WORK TO COMPLETE:
Repeat the entries below exactly as they appear, with no pictures.

Records from a point labeling set
■ ■ ■ ■

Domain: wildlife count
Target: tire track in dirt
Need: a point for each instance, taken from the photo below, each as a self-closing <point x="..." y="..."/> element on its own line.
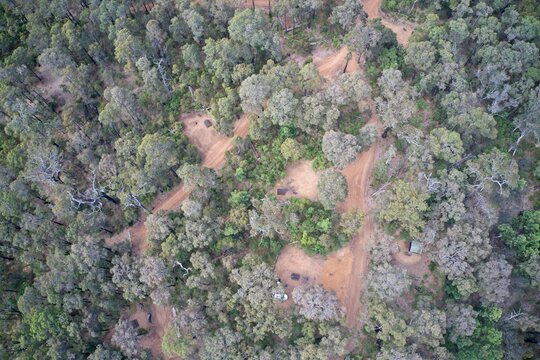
<point x="342" y="271"/>
<point x="402" y="29"/>
<point x="358" y="176"/>
<point x="213" y="147"/>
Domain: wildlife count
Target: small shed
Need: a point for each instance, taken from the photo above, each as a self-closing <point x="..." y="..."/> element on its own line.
<point x="415" y="247"/>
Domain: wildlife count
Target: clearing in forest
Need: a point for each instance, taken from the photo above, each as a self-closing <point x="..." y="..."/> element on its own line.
<point x="300" y="181"/>
<point x="331" y="63"/>
<point x="402" y="29"/>
<point x="213" y="147"/>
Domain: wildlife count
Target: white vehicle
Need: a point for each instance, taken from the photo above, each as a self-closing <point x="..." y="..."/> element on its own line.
<point x="282" y="297"/>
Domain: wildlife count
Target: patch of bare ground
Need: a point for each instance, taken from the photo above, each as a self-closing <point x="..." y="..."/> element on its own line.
<point x="331" y="63"/>
<point x="342" y="271"/>
<point x="402" y="29"/>
<point x="53" y="88"/>
<point x="301" y="180"/>
<point x="331" y="272"/>
<point x="417" y="266"/>
<point x="213" y="147"/>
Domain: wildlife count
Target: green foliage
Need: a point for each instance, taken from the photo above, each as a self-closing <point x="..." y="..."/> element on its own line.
<point x="313" y="227"/>
<point x="486" y="341"/>
<point x="239" y="198"/>
<point x="180" y="102"/>
<point x="405" y="207"/>
<point x="175" y="344"/>
<point x="523" y="234"/>
<point x="12" y="32"/>
<point x="506" y="135"/>
<point x="270" y="166"/>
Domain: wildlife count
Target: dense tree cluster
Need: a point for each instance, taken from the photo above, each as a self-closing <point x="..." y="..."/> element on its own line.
<point x="92" y="97"/>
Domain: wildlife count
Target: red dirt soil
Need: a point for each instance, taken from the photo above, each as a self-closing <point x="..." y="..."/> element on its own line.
<point x="342" y="271"/>
<point x="331" y="64"/>
<point x="402" y="29"/>
<point x="213" y="147"/>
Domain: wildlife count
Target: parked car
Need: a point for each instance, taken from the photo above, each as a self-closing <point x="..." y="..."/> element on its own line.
<point x="281" y="297"/>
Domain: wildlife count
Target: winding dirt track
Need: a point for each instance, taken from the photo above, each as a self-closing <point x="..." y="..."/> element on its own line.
<point x="344" y="270"/>
<point x="213" y="147"/>
<point x="402" y="29"/>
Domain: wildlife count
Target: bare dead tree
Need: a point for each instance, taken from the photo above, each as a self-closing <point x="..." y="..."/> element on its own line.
<point x="514" y="315"/>
<point x="184" y="269"/>
<point x="162" y="73"/>
<point x="91" y="197"/>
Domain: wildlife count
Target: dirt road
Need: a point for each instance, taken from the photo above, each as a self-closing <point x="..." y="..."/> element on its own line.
<point x="402" y="29"/>
<point x="213" y="147"/>
<point x="342" y="271"/>
<point x="331" y="63"/>
<point x="358" y="176"/>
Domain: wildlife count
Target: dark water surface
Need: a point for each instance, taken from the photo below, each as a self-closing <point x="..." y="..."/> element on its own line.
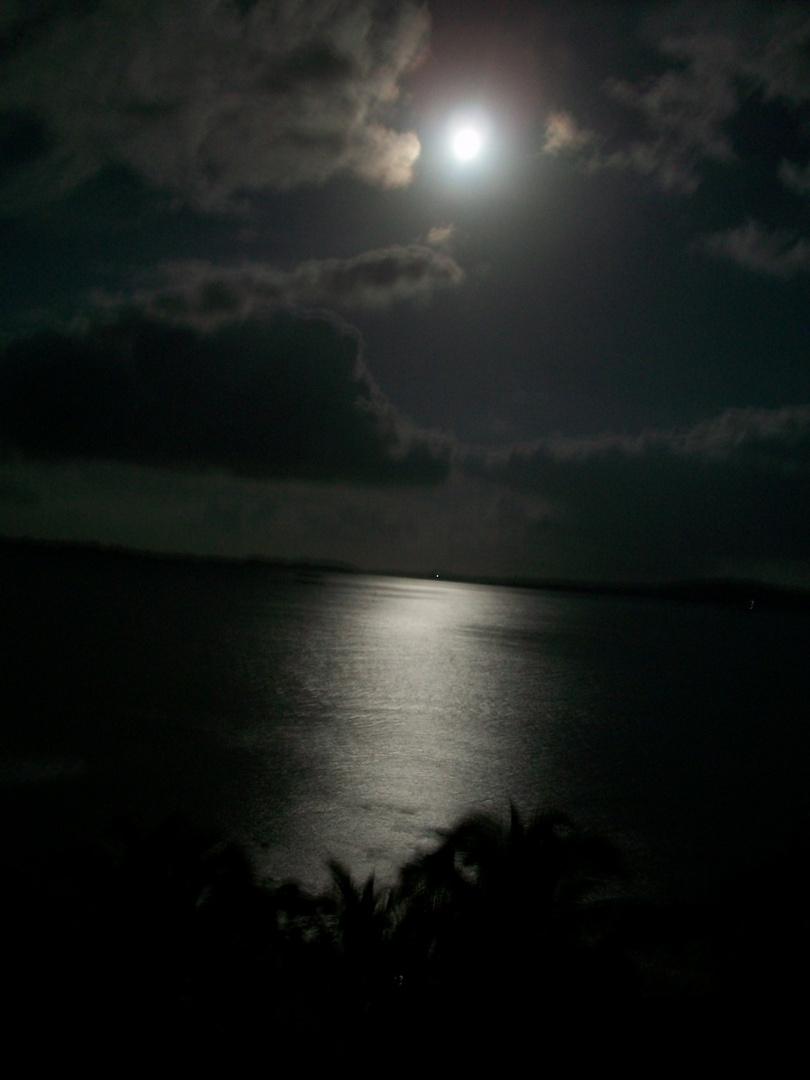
<point x="350" y="716"/>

■ ■ ■ ■

SOLUTION TO THE PROBLEM:
Domain: wildlife count
Target: tire track in dirt
Need: a point for each instance, taken from the photo below, each as a self-closing <point x="..." y="..."/> element on its own line.
<point x="342" y="271"/>
<point x="402" y="29"/>
<point x="358" y="176"/>
<point x="213" y="147"/>
Domain: wildlife count
Target: small shed
Need: a point for each instance, taken from the photo above, each as a self-closing <point x="..." y="..."/> element on its own line.
<point x="415" y="247"/>
Domain: wildlife count
Target: clearing in forest
Need: a point for each instance, taken from the photo above, each as a self-closing <point x="..." y="..."/> element on its own line.
<point x="300" y="181"/>
<point x="331" y="63"/>
<point x="402" y="29"/>
<point x="213" y="147"/>
Domain: wildlife count
Target: white vehicle
Need: a point for each instance, taken from the photo above, each as a self-closing <point x="..." y="..."/> element on its own line.
<point x="282" y="297"/>
Domain: wildlife count
Target: patch of bare ground
Need: a point for each instance, taken from the photo above, each as a self-closing <point x="..." y="..."/> element on its own line.
<point x="331" y="63"/>
<point x="342" y="271"/>
<point x="402" y="29"/>
<point x="53" y="88"/>
<point x="301" y="180"/>
<point x="331" y="272"/>
<point x="417" y="266"/>
<point x="213" y="147"/>
Domain: wildlife count
Target: green foliage
Need: a point for each instance, taken from the photo above, each as a self-closing <point x="..." y="..."/> element on its own line.
<point x="313" y="227"/>
<point x="486" y="341"/>
<point x="239" y="198"/>
<point x="180" y="102"/>
<point x="405" y="207"/>
<point x="175" y="344"/>
<point x="523" y="234"/>
<point x="12" y="32"/>
<point x="506" y="135"/>
<point x="270" y="166"/>
Domain: wildlife count
Target: dense tree cluster
Need: a point for each instance, taken from the photo above, each as a self-closing <point x="..." y="..."/> element on its own line.
<point x="92" y="97"/>
Domain: wildlife count
Target: red dirt soil
Need: a point for each instance, taken from the photo above, each as a self-closing <point x="..." y="..."/> element on its own line.
<point x="342" y="271"/>
<point x="331" y="64"/>
<point x="402" y="29"/>
<point x="213" y="147"/>
Domain: wildlife count
Target: parked car
Need: a point for each instance, taken from the photo above, each as a self-closing <point x="..." y="..."/> element on its own line.
<point x="281" y="297"/>
Domain: wildlife count
Target: winding dirt track
Need: a point for each instance, taken from the photo above, each as a self-closing <point x="..." y="..."/> element on its own line.
<point x="344" y="270"/>
<point x="213" y="147"/>
<point x="402" y="29"/>
Domain: wildlife count
Target: bare dead tree
Need: a point for each instance, taken from the photo above, each as a self-closing <point x="..." y="..."/> element on its own line.
<point x="514" y="315"/>
<point x="184" y="269"/>
<point x="162" y="73"/>
<point x="91" y="197"/>
Domain: wildlife count
Target: dirt road
Need: a point for each instance, taken from the photo above, each as a self-closing <point x="..." y="..."/> element on its own line.
<point x="402" y="29"/>
<point x="213" y="147"/>
<point x="342" y="271"/>
<point x="331" y="63"/>
<point x="358" y="176"/>
Domain: wildlife count
Target: dark water surface
Need: a point for each instance, taken from the photo below, each as a self-closing <point x="..." y="..."/> element on its own line.
<point x="350" y="716"/>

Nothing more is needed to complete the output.